[Stored items]
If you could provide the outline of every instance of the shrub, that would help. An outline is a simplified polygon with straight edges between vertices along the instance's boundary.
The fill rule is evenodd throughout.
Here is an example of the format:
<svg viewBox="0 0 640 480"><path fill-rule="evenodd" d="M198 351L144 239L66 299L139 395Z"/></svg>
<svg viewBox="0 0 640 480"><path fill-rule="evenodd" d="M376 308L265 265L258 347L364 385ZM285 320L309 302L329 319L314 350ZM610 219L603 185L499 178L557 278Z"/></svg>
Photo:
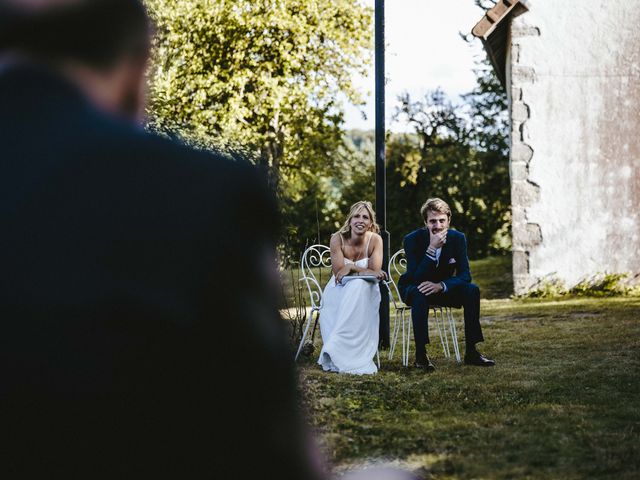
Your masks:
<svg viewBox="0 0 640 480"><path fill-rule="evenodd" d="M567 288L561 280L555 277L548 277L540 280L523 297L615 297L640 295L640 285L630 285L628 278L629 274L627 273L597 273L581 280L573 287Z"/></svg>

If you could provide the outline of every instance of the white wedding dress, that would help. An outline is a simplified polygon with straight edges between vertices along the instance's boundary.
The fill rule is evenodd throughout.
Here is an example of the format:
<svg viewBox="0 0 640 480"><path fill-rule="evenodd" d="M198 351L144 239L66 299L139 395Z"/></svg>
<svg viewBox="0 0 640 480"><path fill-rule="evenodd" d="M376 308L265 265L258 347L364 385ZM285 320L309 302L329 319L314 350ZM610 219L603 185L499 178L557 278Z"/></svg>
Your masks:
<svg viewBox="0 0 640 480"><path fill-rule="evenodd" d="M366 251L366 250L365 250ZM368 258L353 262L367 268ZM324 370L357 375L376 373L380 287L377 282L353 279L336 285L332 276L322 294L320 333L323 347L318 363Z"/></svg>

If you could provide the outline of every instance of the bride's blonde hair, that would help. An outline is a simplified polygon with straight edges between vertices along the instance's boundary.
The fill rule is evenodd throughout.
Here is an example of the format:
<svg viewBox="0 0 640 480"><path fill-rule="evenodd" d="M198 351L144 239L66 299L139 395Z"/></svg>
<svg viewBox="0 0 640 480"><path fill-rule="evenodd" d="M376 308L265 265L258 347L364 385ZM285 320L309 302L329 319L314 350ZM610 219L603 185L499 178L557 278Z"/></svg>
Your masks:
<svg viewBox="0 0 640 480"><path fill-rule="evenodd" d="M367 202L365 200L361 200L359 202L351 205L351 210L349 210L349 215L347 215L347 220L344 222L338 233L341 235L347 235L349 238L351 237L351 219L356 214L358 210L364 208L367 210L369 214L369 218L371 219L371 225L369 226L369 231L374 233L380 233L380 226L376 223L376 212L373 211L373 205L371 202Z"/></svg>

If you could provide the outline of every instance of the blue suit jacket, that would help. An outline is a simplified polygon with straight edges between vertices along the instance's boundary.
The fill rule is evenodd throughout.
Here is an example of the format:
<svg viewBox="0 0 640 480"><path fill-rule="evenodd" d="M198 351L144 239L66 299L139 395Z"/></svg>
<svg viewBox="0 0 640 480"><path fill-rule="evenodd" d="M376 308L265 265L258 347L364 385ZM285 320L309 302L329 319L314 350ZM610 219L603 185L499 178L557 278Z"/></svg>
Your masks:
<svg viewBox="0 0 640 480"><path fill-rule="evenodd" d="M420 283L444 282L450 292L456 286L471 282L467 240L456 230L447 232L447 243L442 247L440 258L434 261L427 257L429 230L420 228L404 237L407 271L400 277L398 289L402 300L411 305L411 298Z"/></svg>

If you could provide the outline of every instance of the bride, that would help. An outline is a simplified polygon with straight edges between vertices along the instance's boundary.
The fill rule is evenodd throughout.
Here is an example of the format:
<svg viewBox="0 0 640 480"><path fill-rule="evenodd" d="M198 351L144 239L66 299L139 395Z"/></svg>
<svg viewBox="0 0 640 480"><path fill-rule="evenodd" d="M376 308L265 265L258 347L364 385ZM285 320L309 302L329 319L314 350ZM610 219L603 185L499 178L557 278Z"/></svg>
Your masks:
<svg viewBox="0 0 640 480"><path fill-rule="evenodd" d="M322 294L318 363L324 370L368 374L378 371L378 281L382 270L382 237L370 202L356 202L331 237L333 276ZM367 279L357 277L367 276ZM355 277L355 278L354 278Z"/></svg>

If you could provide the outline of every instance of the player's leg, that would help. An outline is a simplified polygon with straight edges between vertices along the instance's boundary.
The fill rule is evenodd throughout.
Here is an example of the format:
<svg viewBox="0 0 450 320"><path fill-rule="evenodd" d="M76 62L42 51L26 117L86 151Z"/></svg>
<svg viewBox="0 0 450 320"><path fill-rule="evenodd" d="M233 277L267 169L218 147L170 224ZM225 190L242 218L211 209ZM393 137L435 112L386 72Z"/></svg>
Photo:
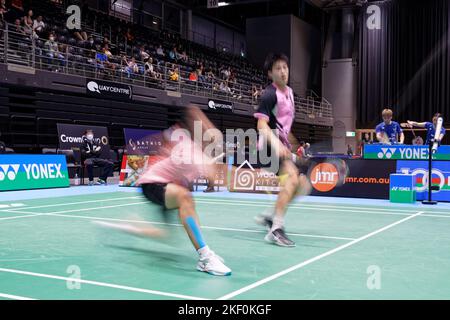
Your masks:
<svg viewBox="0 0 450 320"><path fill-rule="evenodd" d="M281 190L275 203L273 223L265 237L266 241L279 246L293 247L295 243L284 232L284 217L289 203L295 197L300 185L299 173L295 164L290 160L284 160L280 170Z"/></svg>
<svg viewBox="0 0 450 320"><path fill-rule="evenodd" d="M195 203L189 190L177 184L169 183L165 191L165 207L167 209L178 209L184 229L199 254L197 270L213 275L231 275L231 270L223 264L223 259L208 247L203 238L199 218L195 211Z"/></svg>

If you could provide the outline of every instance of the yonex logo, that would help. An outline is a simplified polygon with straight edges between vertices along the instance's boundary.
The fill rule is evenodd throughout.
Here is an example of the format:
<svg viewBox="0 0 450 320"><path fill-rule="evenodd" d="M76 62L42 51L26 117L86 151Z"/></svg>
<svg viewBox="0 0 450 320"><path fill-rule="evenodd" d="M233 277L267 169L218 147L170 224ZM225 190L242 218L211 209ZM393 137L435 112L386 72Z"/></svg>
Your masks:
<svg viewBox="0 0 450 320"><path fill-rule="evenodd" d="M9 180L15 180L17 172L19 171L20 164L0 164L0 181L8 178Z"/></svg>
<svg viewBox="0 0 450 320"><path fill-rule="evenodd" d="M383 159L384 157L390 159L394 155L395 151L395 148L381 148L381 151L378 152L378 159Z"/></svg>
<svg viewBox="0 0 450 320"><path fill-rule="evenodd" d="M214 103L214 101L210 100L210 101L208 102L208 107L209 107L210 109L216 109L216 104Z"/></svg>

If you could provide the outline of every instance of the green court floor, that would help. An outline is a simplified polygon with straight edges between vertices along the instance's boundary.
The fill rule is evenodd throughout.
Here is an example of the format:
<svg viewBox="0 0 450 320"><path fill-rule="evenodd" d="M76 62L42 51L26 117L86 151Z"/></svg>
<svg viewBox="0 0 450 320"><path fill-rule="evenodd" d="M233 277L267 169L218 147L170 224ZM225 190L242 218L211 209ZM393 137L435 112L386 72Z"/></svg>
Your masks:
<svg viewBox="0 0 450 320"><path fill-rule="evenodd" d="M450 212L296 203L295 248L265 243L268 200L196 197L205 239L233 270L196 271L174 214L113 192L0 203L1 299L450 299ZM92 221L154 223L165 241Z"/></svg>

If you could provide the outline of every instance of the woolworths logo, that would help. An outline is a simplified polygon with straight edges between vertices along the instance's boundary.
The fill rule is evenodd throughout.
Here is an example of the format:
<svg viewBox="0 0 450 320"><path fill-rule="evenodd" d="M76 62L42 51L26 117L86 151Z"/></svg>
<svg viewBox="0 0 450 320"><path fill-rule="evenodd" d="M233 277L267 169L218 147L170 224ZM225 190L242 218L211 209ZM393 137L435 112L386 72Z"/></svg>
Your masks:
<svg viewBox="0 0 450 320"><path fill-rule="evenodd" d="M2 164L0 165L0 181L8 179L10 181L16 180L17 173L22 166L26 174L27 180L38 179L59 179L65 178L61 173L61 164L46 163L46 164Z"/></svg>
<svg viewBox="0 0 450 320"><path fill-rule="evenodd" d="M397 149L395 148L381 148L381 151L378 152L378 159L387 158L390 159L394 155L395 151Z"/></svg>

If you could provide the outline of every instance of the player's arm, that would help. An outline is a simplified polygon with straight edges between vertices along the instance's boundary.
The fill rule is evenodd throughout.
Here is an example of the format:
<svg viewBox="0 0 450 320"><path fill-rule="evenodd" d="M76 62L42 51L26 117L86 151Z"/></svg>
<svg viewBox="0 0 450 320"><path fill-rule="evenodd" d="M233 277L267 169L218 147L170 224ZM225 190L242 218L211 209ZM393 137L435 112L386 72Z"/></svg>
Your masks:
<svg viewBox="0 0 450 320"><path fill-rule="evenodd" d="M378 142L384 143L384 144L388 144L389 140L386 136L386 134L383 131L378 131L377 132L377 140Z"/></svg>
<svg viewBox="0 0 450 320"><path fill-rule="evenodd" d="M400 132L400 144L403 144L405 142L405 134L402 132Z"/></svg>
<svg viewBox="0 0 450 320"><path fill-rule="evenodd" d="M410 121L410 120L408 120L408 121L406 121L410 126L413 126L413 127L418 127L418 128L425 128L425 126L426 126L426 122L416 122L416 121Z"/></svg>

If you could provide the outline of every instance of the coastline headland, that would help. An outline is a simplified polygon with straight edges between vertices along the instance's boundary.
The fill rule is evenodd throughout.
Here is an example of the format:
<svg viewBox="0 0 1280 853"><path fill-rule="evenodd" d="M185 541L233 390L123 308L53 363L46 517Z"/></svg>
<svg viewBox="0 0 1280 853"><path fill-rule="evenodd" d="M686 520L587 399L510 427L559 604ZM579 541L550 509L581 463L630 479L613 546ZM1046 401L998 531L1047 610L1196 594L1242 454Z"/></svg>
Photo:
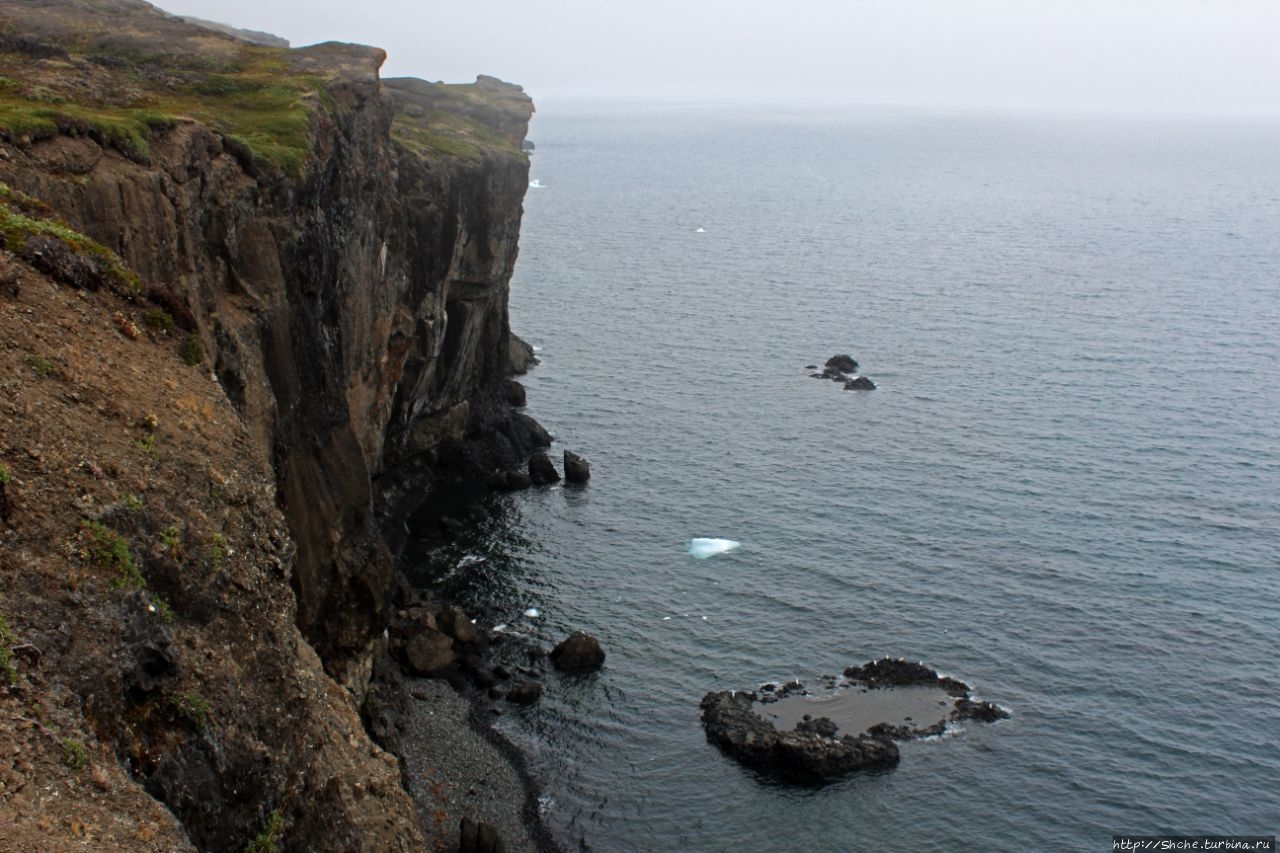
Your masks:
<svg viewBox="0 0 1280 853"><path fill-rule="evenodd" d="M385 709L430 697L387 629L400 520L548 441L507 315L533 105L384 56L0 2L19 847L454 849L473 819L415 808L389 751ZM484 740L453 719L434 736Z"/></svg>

◆ WHAT THE TASK REQUIRES ◆
Wherever a line in the data above holds the word "logo", copy that line.

◆ WRITTEN ANSWER ◆
If you could provide the outline of every instance of the yonex logo, that would help. An outline is a simplified polygon with straight edges between vertices along the instance's boundary.
If you could provide the outline of every instance of the woolworths logo, that would help. An outline is a simplified polygon with straight edges between vertices along the instance's boundary.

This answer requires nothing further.